■ Objective: Return all of the lines below exactly as they are.

## start

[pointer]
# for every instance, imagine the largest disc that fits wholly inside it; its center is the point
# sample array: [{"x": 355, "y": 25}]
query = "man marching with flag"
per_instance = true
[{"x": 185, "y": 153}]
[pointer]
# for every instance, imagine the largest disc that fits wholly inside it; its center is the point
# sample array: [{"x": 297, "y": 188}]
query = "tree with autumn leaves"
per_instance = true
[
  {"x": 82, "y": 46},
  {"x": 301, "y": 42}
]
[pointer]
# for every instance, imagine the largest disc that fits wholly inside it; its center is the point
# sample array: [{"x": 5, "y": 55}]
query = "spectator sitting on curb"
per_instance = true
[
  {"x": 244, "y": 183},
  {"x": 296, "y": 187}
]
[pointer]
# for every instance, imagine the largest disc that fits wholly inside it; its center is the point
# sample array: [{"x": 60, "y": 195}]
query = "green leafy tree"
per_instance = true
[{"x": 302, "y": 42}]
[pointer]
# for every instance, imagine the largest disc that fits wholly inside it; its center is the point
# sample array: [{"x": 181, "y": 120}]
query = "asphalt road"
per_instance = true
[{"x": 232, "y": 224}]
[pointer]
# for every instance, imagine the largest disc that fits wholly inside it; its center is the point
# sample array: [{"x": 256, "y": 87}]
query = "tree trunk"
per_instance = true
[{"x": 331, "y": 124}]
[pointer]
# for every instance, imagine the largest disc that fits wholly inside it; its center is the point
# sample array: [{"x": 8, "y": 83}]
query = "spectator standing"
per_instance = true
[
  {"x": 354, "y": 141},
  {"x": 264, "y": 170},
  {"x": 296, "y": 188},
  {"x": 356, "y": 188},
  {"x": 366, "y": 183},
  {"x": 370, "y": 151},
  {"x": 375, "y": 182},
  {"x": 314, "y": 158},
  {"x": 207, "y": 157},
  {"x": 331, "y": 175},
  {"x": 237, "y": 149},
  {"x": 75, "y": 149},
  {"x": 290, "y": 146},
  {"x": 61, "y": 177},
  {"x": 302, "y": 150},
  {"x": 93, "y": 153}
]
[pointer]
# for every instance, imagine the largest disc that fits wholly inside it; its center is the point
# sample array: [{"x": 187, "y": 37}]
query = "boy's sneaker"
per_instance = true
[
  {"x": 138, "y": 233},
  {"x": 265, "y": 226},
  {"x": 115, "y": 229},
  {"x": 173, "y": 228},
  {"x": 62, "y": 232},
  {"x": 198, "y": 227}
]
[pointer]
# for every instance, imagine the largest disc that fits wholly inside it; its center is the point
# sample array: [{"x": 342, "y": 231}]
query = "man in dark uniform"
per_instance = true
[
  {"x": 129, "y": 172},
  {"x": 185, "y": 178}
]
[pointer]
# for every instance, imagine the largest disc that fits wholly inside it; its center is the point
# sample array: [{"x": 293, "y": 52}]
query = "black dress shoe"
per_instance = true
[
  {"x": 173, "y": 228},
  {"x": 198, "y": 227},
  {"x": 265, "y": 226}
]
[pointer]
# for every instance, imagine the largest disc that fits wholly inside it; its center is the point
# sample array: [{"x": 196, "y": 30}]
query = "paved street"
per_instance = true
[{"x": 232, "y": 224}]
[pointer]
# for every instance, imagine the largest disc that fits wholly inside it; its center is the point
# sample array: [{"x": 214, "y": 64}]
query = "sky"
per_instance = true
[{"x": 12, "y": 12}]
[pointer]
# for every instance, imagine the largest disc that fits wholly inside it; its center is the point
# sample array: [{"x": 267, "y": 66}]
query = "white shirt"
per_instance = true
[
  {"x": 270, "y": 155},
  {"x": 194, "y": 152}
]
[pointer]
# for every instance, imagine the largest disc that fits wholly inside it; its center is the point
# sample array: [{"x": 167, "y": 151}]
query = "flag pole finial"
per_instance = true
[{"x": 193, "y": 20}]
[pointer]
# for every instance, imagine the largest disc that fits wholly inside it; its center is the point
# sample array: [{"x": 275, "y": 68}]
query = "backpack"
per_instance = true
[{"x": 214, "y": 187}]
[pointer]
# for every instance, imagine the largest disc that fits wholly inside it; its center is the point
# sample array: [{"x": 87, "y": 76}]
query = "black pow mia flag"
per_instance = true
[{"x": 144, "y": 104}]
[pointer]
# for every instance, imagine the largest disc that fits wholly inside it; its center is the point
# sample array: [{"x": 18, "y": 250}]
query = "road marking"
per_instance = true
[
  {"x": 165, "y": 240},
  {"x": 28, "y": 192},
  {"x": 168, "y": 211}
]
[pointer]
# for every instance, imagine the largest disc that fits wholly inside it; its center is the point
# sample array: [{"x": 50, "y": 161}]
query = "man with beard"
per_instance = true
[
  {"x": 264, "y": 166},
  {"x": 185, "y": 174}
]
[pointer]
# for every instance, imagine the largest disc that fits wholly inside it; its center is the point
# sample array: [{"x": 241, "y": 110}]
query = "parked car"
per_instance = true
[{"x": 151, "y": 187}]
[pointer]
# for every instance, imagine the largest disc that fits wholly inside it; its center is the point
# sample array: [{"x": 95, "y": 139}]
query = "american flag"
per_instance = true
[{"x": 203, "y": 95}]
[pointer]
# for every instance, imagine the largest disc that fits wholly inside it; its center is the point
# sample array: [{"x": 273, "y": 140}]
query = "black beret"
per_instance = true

## end

■ Answer to the exercise:
[pointer]
# for every instance, imagine the largest disc that fits wholly inside it; its center is the point
# sample array: [{"x": 355, "y": 25}]
query = "man marching with flag"
per_instance = true
[{"x": 185, "y": 153}]
[pointer]
# for every instance, imagine the largest disc that fits wholly inside it; its center is the point
# sample array: [{"x": 297, "y": 188}]
query = "tree with autumn leaves"
per_instance = true
[
  {"x": 82, "y": 46},
  {"x": 301, "y": 42}
]
[pointer]
# for every instance, imagine the largest disc that fits wholly inside it; its center is the point
# sample array: [{"x": 5, "y": 55}]
query = "spectator sitting on curb"
per_instance = true
[
  {"x": 244, "y": 183},
  {"x": 296, "y": 187}
]
[pointer]
# for every instance, imagine the largest disc that fits wholly inside it; its center is the point
# sample array: [{"x": 60, "y": 195}]
query = "green leafy tree"
per_instance = true
[{"x": 302, "y": 42}]
[pointer]
# for every instance, imagine the largest disc that fits wholly inside it; its center is the point
# sample array: [{"x": 181, "y": 120}]
query = "asphalt road"
per_instance = true
[{"x": 232, "y": 224}]
[pointer]
# for every instance, imagine the largest disc that fits wholly inside it; its center is the point
# sample array: [{"x": 256, "y": 87}]
query = "tree trunk"
per_instance = true
[{"x": 331, "y": 124}]
[pointer]
# for every instance, imagine the largest disc that fits wholly inside it; its center is the point
# sample array: [{"x": 8, "y": 83}]
query = "spectator standing"
per_instance = true
[
  {"x": 354, "y": 141},
  {"x": 264, "y": 170},
  {"x": 296, "y": 188},
  {"x": 356, "y": 188},
  {"x": 366, "y": 183},
  {"x": 370, "y": 151},
  {"x": 375, "y": 182},
  {"x": 314, "y": 158},
  {"x": 207, "y": 157},
  {"x": 331, "y": 175},
  {"x": 237, "y": 149},
  {"x": 75, "y": 149},
  {"x": 290, "y": 146},
  {"x": 61, "y": 177},
  {"x": 302, "y": 150},
  {"x": 93, "y": 153}
]
[pointer]
# for every instance, imagine the largest disc that fits wholly inside it; its center is the point
# sample array: [{"x": 187, "y": 37}]
query = "boy's sneaker"
per_instance = true
[
  {"x": 138, "y": 233},
  {"x": 265, "y": 226},
  {"x": 115, "y": 229},
  {"x": 173, "y": 228},
  {"x": 62, "y": 232},
  {"x": 198, "y": 227}
]
[pointer]
# for every instance, imagine the largest disc that fits wholly inside it; its center is the point
# sample array: [{"x": 342, "y": 231}]
query = "man in dark uniform"
per_instance = true
[
  {"x": 129, "y": 172},
  {"x": 185, "y": 178}
]
[pointer]
# for every instance, imagine the largest disc that fits wholly inside it; its center is the point
# sample array: [{"x": 293, "y": 52}]
query = "black dress shoe"
per_instance = true
[
  {"x": 173, "y": 228},
  {"x": 198, "y": 227},
  {"x": 265, "y": 226}
]
[pointer]
# for every instance, imagine the largest disc that fits wholly inside it; its center is the point
# sample array: [{"x": 196, "y": 30}]
query = "paved street"
per_instance = true
[{"x": 232, "y": 224}]
[pointer]
# for every instance, imagine the largest disc that fits wholly inside it; its center is the point
# sample array: [{"x": 214, "y": 64}]
query = "sky"
per_instance = true
[{"x": 12, "y": 12}]
[pointer]
# for every instance, imagine the largest disc that fits wholly inside it; its center is the point
# sample array: [{"x": 267, "y": 66}]
query = "white shirt"
per_instance = true
[
  {"x": 270, "y": 155},
  {"x": 194, "y": 152}
]
[pointer]
# for every instance, imagine the largest disc that fits wholly inside it; its center is the point
# sample array: [{"x": 167, "y": 151}]
query = "flag pole finial"
per_instance = true
[{"x": 193, "y": 20}]
[pointer]
# for every instance, imagine the largest disc that fits wholly inside it; its center is the point
# sample array: [{"x": 275, "y": 68}]
query = "backpack"
per_instance = true
[{"x": 214, "y": 187}]
[pointer]
# for every instance, imagine the largest disc that fits wholly inside it; its center is the point
# sample array: [{"x": 87, "y": 76}]
query = "black pow mia flag"
per_instance = true
[{"x": 144, "y": 104}]
[pointer]
# for every instance, imagine the largest disc that fits wholly inside it; its center is the point
# sample array: [{"x": 18, "y": 250}]
query = "road marking"
per_instance = true
[
  {"x": 165, "y": 240},
  {"x": 28, "y": 192},
  {"x": 168, "y": 211}
]
[pointer]
# for every instance, imagine the largest disc that fits wholly inside it; its center is the point
# sample array: [{"x": 50, "y": 161}]
query = "man with beard"
per_instance = true
[
  {"x": 264, "y": 166},
  {"x": 185, "y": 174}
]
[pointer]
# for every instance, imagine the largest disc that fits wholly inside it; its center is the point
# sample array: [{"x": 241, "y": 110}]
query = "parked car"
per_instance = true
[{"x": 151, "y": 187}]
[pointer]
# for every instance, imagine the largest disc that fits wholly inside it; its center is the point
# sample array: [{"x": 95, "y": 139}]
query = "american flag"
per_instance = true
[{"x": 203, "y": 95}]
[pointer]
# for every instance, imagine the largest disc that fits wholly inside it; its center is the point
# sample array: [{"x": 273, "y": 140}]
query = "black beret"
per_instance = true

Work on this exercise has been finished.